---------- Provided data

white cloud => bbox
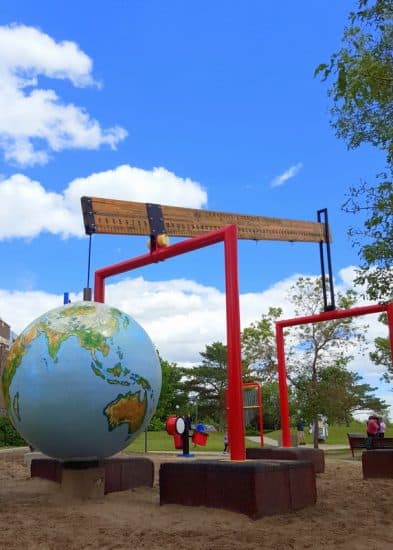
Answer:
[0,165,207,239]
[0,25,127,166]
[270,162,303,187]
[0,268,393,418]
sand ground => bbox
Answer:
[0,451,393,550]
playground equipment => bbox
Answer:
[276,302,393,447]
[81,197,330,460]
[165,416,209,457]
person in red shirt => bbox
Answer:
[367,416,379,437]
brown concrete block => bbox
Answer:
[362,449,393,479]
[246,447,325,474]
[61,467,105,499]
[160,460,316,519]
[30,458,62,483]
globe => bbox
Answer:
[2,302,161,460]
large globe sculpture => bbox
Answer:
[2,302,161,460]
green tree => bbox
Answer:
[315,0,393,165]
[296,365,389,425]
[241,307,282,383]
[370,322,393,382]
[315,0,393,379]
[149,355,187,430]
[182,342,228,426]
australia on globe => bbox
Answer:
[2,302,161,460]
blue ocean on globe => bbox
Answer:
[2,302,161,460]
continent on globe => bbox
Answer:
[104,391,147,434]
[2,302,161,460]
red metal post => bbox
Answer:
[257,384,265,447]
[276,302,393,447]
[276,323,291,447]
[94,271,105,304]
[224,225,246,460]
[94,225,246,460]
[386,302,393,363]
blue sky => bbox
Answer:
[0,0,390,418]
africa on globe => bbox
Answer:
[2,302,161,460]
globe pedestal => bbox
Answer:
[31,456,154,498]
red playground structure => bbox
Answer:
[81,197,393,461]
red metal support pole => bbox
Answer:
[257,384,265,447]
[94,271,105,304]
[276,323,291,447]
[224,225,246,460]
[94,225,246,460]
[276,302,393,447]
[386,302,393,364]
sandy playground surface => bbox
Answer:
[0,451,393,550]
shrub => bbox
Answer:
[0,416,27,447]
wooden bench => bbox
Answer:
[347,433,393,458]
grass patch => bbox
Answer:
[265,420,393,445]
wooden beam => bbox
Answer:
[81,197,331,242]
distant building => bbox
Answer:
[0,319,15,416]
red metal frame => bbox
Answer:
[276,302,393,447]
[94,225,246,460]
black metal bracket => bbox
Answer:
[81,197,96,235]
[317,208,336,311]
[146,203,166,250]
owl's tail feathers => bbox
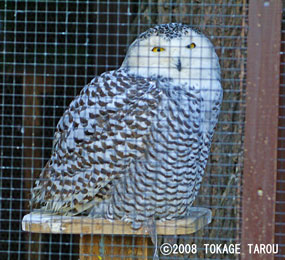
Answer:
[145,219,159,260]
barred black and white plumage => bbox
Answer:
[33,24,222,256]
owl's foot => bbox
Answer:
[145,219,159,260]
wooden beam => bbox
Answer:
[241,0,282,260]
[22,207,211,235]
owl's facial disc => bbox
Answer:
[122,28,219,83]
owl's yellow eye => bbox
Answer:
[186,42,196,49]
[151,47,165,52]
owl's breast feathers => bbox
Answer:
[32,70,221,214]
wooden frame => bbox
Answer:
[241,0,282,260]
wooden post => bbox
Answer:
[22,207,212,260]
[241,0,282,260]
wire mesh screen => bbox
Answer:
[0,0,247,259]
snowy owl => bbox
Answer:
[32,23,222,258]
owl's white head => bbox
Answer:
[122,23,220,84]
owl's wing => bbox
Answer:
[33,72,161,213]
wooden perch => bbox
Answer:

--------------------
---------- Provided data

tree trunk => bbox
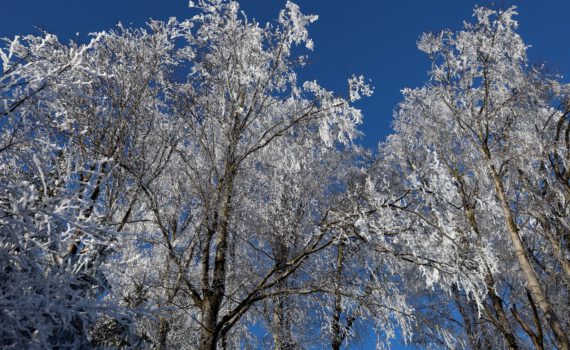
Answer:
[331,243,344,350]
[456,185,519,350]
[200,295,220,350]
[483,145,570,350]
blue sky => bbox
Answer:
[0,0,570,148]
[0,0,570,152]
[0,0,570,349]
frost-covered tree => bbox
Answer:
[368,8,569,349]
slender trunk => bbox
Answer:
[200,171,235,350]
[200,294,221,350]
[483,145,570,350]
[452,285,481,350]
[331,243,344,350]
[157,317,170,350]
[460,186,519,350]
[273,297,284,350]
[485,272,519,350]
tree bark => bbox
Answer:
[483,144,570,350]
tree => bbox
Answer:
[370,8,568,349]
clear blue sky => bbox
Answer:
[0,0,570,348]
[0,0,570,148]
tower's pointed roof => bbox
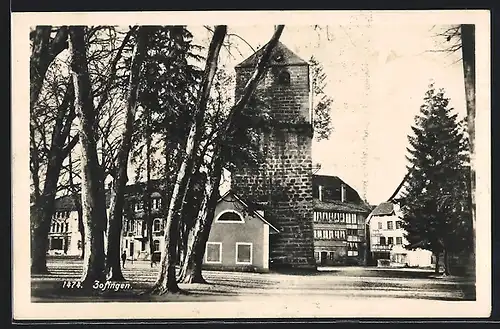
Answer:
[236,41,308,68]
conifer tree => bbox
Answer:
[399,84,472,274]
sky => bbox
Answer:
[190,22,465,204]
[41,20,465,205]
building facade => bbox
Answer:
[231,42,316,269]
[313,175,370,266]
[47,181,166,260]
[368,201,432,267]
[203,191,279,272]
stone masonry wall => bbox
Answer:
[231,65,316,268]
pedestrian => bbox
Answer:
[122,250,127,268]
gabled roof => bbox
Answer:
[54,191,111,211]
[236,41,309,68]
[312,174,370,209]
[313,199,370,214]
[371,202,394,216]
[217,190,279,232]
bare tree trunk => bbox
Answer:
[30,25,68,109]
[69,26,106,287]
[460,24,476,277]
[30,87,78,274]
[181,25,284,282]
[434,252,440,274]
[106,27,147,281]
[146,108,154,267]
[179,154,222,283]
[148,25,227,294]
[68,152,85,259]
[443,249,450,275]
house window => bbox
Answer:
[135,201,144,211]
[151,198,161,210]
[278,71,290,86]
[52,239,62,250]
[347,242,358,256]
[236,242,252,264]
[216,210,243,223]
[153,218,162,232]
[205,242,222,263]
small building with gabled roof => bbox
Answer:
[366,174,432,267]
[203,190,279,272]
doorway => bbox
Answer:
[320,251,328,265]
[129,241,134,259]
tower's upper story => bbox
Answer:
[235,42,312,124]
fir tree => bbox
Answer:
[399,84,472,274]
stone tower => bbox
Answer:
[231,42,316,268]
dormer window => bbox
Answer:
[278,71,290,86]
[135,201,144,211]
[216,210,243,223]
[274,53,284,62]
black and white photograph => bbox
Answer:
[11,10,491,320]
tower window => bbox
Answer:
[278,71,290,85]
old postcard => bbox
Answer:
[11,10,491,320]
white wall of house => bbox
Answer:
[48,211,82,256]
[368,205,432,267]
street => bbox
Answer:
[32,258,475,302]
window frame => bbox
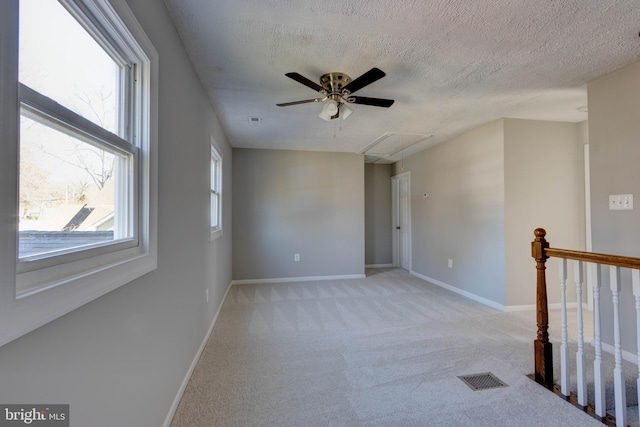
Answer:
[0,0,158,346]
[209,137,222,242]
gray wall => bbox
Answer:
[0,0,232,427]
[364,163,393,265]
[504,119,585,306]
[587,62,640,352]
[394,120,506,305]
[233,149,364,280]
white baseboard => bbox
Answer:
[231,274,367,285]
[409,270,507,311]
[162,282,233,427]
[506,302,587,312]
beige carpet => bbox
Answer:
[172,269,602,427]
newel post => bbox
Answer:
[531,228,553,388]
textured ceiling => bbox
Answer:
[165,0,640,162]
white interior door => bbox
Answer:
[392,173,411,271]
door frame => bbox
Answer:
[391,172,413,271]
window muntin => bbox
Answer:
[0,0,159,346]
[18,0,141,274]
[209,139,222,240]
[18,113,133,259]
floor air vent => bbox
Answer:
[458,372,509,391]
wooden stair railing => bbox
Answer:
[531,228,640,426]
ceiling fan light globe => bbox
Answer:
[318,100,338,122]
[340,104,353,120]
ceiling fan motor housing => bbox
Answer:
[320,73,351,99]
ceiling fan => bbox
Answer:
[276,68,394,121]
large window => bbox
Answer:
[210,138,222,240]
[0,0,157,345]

--------------------

**Exercise:** Identify every line in the rows above that contains the string "ceiling", matching case exactly, and copy each such line.

**The result:**
textured ceiling => bbox
ceiling fan light globe => bbox
ceiling fan motor housing => bbox
ceiling fan => bbox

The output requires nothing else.